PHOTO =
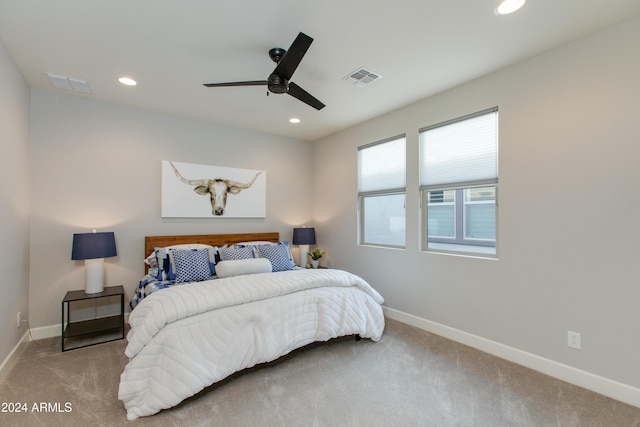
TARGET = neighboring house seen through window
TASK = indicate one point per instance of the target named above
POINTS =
(458, 183)
(381, 193)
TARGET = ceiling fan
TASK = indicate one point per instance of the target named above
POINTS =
(278, 81)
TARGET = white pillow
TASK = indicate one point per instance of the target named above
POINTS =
(237, 267)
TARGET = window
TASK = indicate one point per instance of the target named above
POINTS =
(381, 193)
(459, 182)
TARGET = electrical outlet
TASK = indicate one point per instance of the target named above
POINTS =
(573, 340)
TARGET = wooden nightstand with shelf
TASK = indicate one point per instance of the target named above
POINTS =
(93, 331)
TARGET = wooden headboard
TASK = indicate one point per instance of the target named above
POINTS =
(152, 242)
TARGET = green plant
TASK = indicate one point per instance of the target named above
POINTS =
(316, 255)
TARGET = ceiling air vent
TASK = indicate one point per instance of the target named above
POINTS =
(361, 77)
(69, 83)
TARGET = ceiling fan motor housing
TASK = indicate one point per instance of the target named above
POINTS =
(277, 84)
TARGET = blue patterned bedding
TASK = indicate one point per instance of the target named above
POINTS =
(148, 285)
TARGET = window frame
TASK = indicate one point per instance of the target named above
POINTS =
(460, 224)
(363, 195)
(458, 243)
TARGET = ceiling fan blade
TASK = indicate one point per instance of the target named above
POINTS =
(293, 56)
(249, 83)
(304, 96)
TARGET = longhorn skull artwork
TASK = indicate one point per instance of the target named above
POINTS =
(216, 188)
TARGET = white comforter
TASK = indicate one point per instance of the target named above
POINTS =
(185, 338)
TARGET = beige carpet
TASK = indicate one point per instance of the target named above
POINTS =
(409, 378)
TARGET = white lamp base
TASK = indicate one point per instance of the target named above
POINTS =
(304, 250)
(94, 275)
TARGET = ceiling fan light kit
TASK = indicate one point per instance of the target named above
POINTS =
(509, 6)
(279, 81)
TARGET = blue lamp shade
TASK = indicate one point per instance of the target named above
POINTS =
(93, 248)
(304, 236)
(93, 245)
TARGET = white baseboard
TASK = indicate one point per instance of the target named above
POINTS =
(614, 389)
(46, 332)
(11, 359)
(55, 330)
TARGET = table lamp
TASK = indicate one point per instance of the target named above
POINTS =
(304, 237)
(93, 248)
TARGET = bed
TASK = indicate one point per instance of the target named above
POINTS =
(254, 307)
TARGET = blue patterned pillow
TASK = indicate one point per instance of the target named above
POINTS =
(228, 254)
(192, 265)
(279, 255)
(166, 269)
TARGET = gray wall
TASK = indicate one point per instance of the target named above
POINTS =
(98, 165)
(14, 202)
(569, 233)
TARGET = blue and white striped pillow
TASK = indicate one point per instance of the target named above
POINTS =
(236, 252)
(192, 265)
(279, 255)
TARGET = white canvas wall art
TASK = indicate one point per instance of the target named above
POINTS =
(192, 190)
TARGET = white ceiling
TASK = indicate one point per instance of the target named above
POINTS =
(420, 47)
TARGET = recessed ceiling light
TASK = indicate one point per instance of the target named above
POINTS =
(127, 81)
(509, 6)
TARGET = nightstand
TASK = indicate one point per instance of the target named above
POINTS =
(93, 331)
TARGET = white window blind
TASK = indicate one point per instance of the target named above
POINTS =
(461, 151)
(381, 166)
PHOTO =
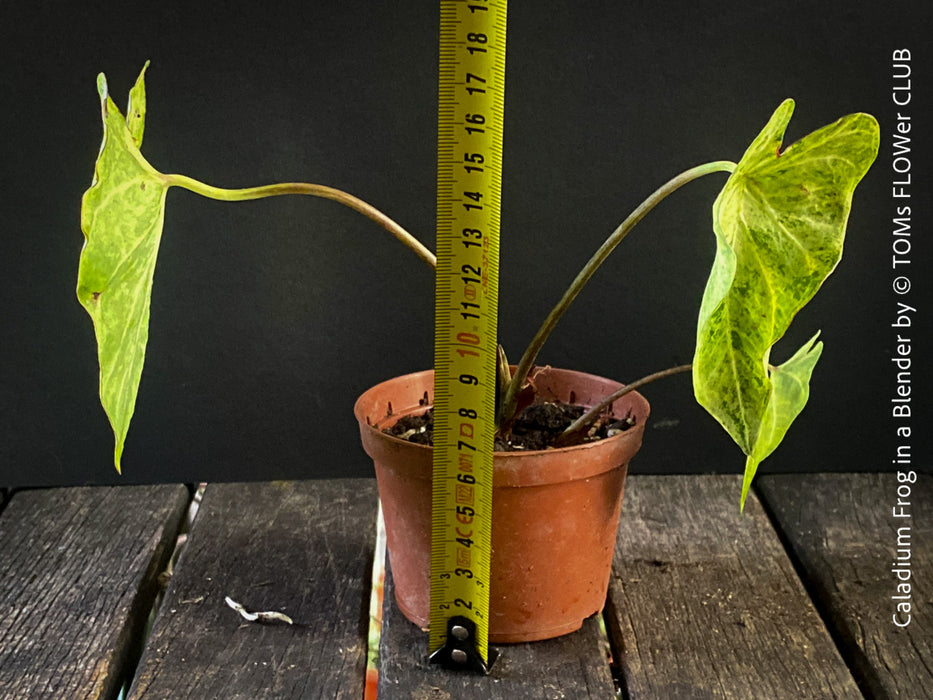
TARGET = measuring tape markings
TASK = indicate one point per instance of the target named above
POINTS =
(470, 127)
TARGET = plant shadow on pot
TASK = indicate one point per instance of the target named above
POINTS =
(555, 512)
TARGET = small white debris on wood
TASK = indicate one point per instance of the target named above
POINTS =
(269, 616)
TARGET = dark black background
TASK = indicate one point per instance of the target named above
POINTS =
(270, 317)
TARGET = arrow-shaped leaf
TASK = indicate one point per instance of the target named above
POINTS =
(780, 222)
(121, 216)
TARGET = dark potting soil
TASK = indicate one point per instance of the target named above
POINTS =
(537, 427)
.....
Omitting all pictures, copy the preceding entries without any alteration.

PHOTO =
TARGET = neighboring house seen through window
TASK = indicate one point per instance of the target named above
POINTS =
(458, 183)
(381, 193)
TARGET = ceiling fan
TASK = indicate one point per instance of the target named above
POINTS =
(278, 81)
TARGET = white pillow
TASK = indicate one point per instance of the target named above
POINTS =
(237, 267)
TARGET = window
TASK = indicate one point per instance of the target named above
POINTS =
(381, 193)
(459, 182)
TARGET = electrical outlet
TASK = indicate one point per instance of the target named above
POINTS =
(573, 340)
TARGET = wooden nightstand with shelf
TASK = indicate one point per instance of the target named above
POINTS =
(93, 331)
TARGET = wooden headboard
TASK = indicate one point per instance of the target named above
POINTS =
(152, 242)
TARGET = green plant
TASK = indicate one point per instance of the target named above
POINTS =
(316, 255)
TARGET = ceiling air vent
TASK = indicate one point per instance of the target named above
POINTS =
(361, 77)
(69, 83)
TARGET = ceiling fan motor housing
TASK = indicate one point per instance of the target named above
POINTS =
(277, 84)
TARGET = blue patterned bedding
TASK = indicate one point per instance of the target named above
POINTS =
(148, 285)
TARGET = window frame
TASK = indicate one point per instance of the target named above
POINTS =
(460, 224)
(363, 195)
(458, 243)
TARGET = ceiling fan blade
TASK = indicate one point per instance of the target named above
POINTS =
(293, 56)
(249, 83)
(304, 96)
TARGET = longhorn skull artwork
TASK = indicate one point per instance of the target named above
POINTS =
(216, 188)
TARGET = white comforter
TASK = indicate one point per instance of the target named above
POINTS =
(185, 338)
TARGET = beige carpet
TASK = indicate one point per instance of the target named above
POINTS =
(409, 378)
TARGET = white lamp base
TASK = indicate one point per instance of the target named above
POINTS =
(304, 250)
(94, 275)
TARGET = ceiling fan light kit
TASK = indicate one point per instance of the target named above
POINTS =
(509, 6)
(279, 81)
TARGET = blue lamp shade
TASK = indicate one point per instance of the target named above
POINTS =
(93, 248)
(304, 236)
(93, 245)
TARGET = white baseboard
TASK = indicate one point per instance of the target named above
POINTS =
(614, 389)
(46, 332)
(11, 359)
(55, 330)
TARGET = table lamp
TASK = indicate one point per instance of the target named above
POINTS =
(304, 237)
(93, 248)
TARGET = bed
TASK = indicate one point per instance of the target named above
POINTS =
(254, 307)
TARGET = blue patterned pillow
TASK = indicate one point per instance of the target named above
POINTS =
(228, 254)
(192, 265)
(279, 255)
(166, 269)
TARGET = gray wall
TASK = indicate one point per instance of the target named above
POINTS =
(98, 165)
(14, 202)
(569, 233)
TARGET = blue and white striped pillow
TASK = indicate one point per instance of the target named above
POINTS =
(236, 252)
(192, 265)
(279, 255)
TARGET = white canvas wall art
TASK = indicate one point per instance of the target named above
POINTS =
(192, 190)
TARGET = white ceiling
TASK = indicate one point per instance of the target named above
POINTS =
(420, 47)
TARGET = recessed ceiling light
TASK = indicate one point per instance of the target named above
POINTS =
(127, 81)
(509, 6)
TARGET = nightstand
TASK = indicate one point per instance of the target named above
POINTS =
(93, 331)
TARGET = white window blind
TASK = indicate one point per instance of the target named above
POINTS =
(461, 151)
(381, 166)
PHOTO =
TARGET = measuring tape markings
TASK = indicate one point per instance of the target named above
POINTS =
(470, 127)
TARGET = plant shadow on pot
TASK = indicate one point per instance of the target named above
POINTS =
(555, 512)
TARGET = small white debris on wood
TASK = indicate one point per instance of the target named above
POINTS =
(269, 616)
TARGET = dark black background
TASK = indicate one point per instance of the target named above
POINTS =
(270, 317)
TARGET = arrow-shaped leaf
TASK = indicate one point per instance of the target named above
POINTS =
(780, 222)
(121, 216)
TARGET = dark potting soil
TASK = indicate one point per instance of the target named above
POINTS =
(537, 427)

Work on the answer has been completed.